Texto.
________________________________________
En esta perspectiva se debe considerar también la presencia del varón, junto con la mujer.

Copresencia y colaboración de los hombres y de las mujeres

52. En el aula sinodal no ha faltado la voz de los que han expresado el temor de que una excesiva insistencia centrada sobre la condición y el papel de las mujeres pudiera desembocar en un inaceptable olvido: el referente a los hombres. En realidad, diversas situaciones eclesiales tienen que lamentar la ausencia o escasísima presencia de los hombres, de los que una parte abdica de las propias responsabilidades eclesiales, dejando que sean asumidas sólo por las mujeres, como, por ejemplo, la participación en la oración litúrgica en la iglesia, la educación y concretamente la catequesis de los propios hijos y de otros niños, la presencia en encuentros religiosos y culturales, la colaboración en iniciativas caritativas y misioneras.

Se ha de urgir pastoralmente la presencia coordinada de los hombres y de las mujeres para hacer más completa, armónica y rica la participación de los fieles laicos en la misión salvífica de la Iglesia.

La razón fundamental que exige y explica la simultánea presencia y la colaboración de los hombres y de las mujeres no es sólo, como se ha hecho notar, la mayor significatividad y eficacia de la acción pastoral de la Iglesia; ni mucho menos el simple dato sociológico de una convivencia humana, que está naturalmente hecha de hombres y de mujeres. Es, más bien, el designio originario del creador que desde el «principio» ha querido al ser humano como «unidad de los dos»; ha querido al hombre y a la mujer como primera comunidad de personas, raíz de cualquier otra comunidad y, al mismo tiempo, como «signo» de aquella comunión interpersonal de amor que constituye la misteriosa vida íntima de Dios uno y trino.

Precisamente por esto, el modo más común y capilar, y al mismo tiempo fundamental, para asegurar esta presencia coordinada y armónica de hombres y mujeres en la vida y en la misión de la Iglesia, es el ejercicio de los deberes y responsabilidades del matrimonio y de la familia cristiana, en el que se transparenta y comunica la variedad de las diversas formas de amor y de vida: la forma conyugal, paterna y materna, filial y fraterna. Leemos en la Exhortación Familiaris consortio: «Si la familia cristiana es esa comunidad cuyos vínculos son renovados por Cristo mediante la fe y los sacramentos, su participación en la misión de la Iglesia debe realizarse según una modalidad comunitaria. Juntos, por tanto, los cónyuges en cuanto matrimonio, y los padres e hijos en cuanto familia, han de vivir su servicio a la Iglesia y al mundo (...). La familia cristiana edifica además el reino de Dios en la historia mediante esas mismas realidades cotidianas que hacen relación y singularizan su condición de vida. Es entonces en el amor conyugal y familiar —vivido en su extraordinaria riqueza de valores y exigencias de totalidad, unicidad, fidelidad y fecundidad— donde se expresa y realiza la participación de la familia cristiana en la misión profética, sacerdotal y real de Jesucristo y de su Iglesia» (195).
________________________________________
Datos mostrados.

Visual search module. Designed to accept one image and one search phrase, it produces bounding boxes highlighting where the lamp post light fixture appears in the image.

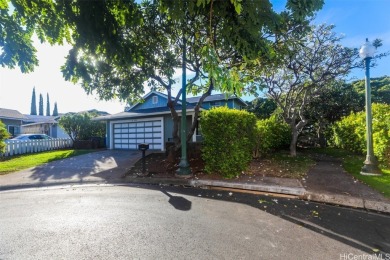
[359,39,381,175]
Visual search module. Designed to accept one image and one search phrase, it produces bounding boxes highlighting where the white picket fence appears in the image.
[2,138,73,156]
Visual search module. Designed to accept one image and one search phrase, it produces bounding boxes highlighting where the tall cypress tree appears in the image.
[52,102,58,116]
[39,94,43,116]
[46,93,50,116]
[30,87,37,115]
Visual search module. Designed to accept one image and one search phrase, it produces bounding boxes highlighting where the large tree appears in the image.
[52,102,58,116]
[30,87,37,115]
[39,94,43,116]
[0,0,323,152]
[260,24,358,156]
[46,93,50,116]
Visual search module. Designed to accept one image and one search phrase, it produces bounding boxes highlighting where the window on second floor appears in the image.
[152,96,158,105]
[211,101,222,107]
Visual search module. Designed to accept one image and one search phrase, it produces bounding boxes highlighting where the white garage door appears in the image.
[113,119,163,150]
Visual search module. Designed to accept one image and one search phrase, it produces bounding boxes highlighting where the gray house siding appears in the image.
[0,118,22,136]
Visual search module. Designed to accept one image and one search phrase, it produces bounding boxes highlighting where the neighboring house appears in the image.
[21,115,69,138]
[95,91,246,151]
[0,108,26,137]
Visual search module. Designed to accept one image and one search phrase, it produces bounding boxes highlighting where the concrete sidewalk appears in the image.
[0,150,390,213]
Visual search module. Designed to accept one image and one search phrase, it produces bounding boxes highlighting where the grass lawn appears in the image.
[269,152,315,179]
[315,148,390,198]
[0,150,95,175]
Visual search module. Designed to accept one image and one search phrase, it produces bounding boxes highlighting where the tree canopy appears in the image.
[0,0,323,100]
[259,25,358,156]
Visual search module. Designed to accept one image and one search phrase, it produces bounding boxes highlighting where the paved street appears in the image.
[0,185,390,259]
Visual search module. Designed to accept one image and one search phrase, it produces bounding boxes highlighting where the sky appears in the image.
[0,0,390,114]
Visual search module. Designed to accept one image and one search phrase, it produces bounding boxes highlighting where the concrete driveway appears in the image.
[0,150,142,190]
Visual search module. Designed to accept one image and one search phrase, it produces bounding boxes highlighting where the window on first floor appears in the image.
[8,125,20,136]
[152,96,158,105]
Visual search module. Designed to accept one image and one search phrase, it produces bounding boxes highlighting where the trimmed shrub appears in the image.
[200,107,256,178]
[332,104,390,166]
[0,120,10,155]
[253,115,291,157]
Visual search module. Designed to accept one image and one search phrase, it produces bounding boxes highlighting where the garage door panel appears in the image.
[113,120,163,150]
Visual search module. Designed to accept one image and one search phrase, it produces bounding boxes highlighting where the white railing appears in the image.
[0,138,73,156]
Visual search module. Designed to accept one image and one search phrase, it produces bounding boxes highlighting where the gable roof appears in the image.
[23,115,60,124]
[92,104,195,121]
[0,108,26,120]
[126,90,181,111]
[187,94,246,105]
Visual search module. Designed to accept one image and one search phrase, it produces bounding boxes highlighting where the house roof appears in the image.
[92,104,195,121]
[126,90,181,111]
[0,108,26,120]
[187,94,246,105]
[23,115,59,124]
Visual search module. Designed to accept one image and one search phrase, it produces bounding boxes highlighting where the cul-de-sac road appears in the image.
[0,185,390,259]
________________________________________
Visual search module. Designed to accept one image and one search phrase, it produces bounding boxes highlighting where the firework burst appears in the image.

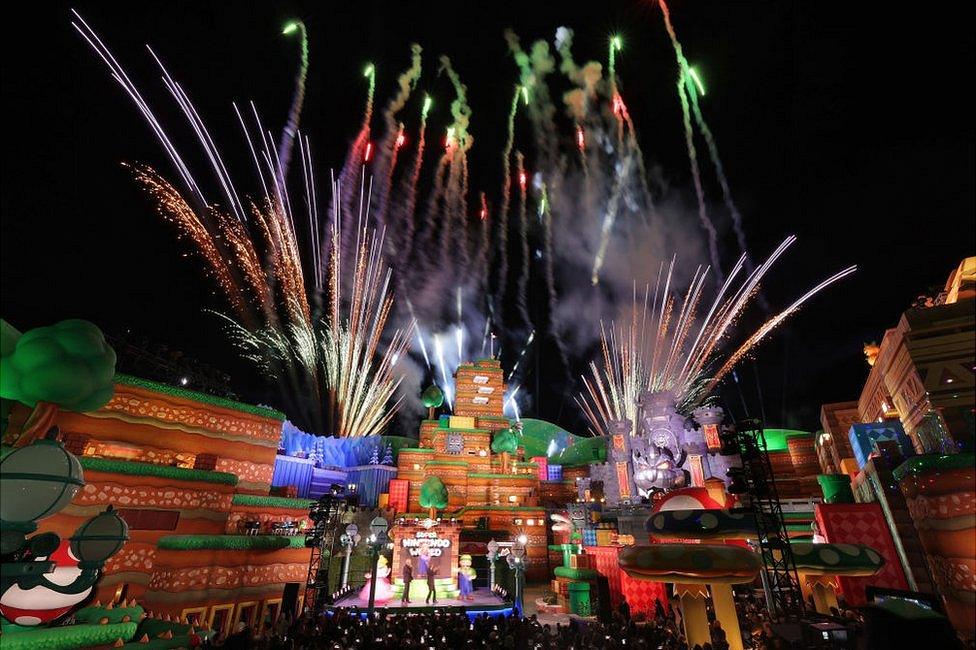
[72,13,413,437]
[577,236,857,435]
________________________________________
Con esta información.
[a] Modifica el texto desde "Se ha de urgir" hasta "de la Iglesia.", cambiando "pastoralmente" por "activamente".
[b] Según el texto, ¿qué formas de amor y de vida se transparentan en el matrimonio y la familia cristiana?
Los datos constituyen un material aparte, sin relación con el texto.

Respuestas.
[a]
Se ha de urgir activamente la presencia coordinada de los hombres y de las mujeres para hacer más completa, armónica y rica la participación de los fieles laicos en la misión salvífica de la Iglesia.

[b] La forma conyugal, paterna y materna, filial y fraterna.